◆ What the task requires:
Filter the records below, keeping every line that contains the string "query". Matching is case-sensitive.

◆ Listing:
-- Start --

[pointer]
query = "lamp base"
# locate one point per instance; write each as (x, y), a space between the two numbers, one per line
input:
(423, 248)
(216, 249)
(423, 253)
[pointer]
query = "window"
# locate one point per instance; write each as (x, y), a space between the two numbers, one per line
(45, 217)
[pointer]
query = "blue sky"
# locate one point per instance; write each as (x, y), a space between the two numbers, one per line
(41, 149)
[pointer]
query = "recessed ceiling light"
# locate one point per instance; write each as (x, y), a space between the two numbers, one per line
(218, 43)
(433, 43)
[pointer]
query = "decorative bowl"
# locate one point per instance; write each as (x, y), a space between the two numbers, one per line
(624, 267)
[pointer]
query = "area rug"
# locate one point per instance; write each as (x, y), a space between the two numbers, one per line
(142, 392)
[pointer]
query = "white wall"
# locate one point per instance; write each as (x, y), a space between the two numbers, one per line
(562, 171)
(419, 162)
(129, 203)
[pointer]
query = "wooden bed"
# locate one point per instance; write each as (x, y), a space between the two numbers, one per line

-- End --

◆ Reply to the exercise:
query = "lamp base"
query = "window"
query = "blue sky"
query = "recessed ceiling light"
query = "decorative bowl"
query = "area rug"
query = "white wall"
query = "wooden bed"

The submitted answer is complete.